## ASSIGNMENT
Locate every line in the records below that holds the word "decorative" and return each one.

## DATASET
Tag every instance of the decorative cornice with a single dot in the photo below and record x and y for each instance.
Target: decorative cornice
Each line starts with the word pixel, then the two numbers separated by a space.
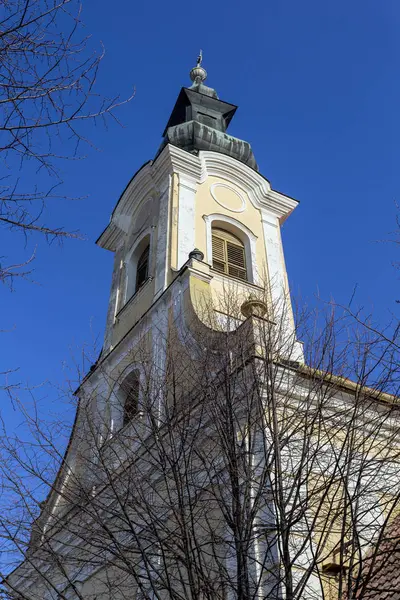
pixel 153 179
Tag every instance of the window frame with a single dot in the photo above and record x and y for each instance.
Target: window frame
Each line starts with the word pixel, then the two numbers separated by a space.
pixel 227 264
pixel 131 263
pixel 243 233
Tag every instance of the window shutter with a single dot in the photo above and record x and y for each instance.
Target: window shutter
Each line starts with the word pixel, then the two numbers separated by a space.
pixel 218 248
pixel 131 387
pixel 142 271
pixel 228 254
pixel 236 260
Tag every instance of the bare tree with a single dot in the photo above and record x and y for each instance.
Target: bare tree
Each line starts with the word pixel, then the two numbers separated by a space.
pixel 47 89
pixel 225 471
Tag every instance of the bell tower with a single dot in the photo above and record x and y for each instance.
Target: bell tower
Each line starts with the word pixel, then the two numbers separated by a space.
pixel 200 204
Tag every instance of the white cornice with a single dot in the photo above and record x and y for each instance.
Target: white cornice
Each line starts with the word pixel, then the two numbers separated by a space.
pixel 153 179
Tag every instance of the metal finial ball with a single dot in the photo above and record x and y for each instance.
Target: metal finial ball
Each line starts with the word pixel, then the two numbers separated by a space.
pixel 198 74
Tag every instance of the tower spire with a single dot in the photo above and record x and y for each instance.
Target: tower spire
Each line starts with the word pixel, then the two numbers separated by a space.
pixel 198 74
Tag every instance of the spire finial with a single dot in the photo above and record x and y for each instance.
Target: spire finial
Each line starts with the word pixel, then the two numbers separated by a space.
pixel 198 74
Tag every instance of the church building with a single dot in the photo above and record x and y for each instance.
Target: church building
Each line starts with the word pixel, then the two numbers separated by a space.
pixel 207 461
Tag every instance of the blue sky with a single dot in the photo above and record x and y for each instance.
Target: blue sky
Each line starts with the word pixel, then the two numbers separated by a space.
pixel 318 89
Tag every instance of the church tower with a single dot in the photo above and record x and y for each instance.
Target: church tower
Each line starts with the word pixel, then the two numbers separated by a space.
pixel 201 205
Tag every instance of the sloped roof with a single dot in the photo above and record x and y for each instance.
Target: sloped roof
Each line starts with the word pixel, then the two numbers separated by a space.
pixel 382 568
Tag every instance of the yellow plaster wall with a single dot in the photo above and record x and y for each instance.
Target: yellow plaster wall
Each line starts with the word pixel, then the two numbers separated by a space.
pixel 228 293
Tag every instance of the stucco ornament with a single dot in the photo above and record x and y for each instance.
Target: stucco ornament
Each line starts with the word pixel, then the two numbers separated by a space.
pixel 227 197
pixel 253 307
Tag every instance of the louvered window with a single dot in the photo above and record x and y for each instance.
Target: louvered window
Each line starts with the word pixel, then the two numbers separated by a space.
pixel 142 271
pixel 130 388
pixel 228 254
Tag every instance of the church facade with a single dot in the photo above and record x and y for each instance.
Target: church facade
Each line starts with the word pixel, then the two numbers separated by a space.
pixel 207 460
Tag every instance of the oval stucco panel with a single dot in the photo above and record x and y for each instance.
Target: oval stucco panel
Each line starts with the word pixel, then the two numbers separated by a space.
pixel 228 197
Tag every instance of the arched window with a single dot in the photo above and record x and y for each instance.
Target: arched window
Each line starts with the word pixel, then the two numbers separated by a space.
pixel 142 270
pixel 130 393
pixel 228 254
pixel 138 268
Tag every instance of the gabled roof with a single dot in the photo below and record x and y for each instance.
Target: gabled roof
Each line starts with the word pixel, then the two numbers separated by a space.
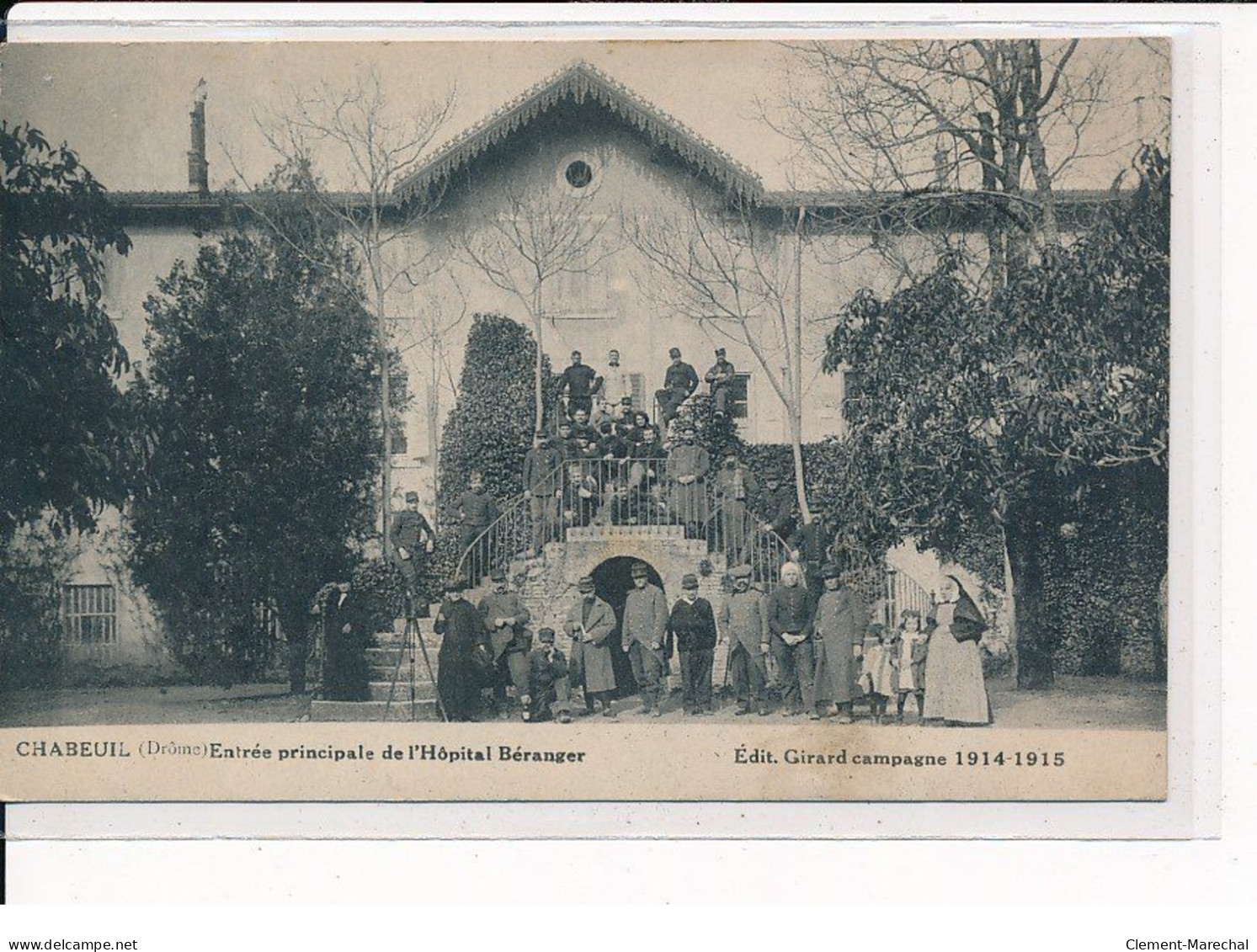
pixel 580 82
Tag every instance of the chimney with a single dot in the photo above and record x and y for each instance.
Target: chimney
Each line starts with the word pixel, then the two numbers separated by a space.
pixel 198 166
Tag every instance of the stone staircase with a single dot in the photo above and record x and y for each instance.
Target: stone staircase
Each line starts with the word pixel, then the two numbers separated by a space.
pixel 384 660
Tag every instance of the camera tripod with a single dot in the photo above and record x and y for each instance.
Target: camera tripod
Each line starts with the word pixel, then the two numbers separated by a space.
pixel 407 651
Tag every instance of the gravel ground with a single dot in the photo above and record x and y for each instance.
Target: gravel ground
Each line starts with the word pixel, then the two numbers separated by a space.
pixel 1075 702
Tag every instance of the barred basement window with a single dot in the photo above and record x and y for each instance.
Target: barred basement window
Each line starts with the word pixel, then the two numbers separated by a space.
pixel 91 614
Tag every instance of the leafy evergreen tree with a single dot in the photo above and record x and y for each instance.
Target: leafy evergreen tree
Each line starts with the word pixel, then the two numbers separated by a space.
pixel 973 416
pixel 262 391
pixel 67 442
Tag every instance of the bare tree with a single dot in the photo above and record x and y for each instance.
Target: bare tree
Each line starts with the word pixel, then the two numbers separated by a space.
pixel 741 274
pixel 996 120
pixel 523 237
pixel 354 133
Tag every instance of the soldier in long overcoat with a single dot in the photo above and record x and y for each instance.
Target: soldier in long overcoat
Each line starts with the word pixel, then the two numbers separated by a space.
pixel 413 541
pixel 790 612
pixel 688 466
pixel 505 618
pixel 743 622
pixel 592 625
pixel 841 620
pixel 645 625
pixel 458 678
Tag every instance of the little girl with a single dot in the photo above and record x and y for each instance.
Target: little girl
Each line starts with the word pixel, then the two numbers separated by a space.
pixel 910 662
pixel 879 677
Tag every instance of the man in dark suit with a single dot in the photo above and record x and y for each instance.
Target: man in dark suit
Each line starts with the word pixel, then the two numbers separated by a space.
pixel 413 541
pixel 693 623
pixel 346 638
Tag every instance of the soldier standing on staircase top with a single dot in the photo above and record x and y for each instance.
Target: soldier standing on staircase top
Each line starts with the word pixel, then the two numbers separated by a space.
pixel 680 380
pixel 592 625
pixel 413 541
pixel 478 510
pixel 504 617
pixel 721 377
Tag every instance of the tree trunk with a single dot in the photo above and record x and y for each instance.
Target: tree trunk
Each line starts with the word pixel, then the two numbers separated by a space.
pixel 538 385
pixel 1009 600
pixel 1036 638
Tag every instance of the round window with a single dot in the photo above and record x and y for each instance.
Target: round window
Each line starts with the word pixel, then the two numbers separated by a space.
pixel 578 173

## WRITTEN RESPONSE
Tag every instance of the decorative cornice with a single dot in the photo below and record x and y for each instance.
Target: decorative cornice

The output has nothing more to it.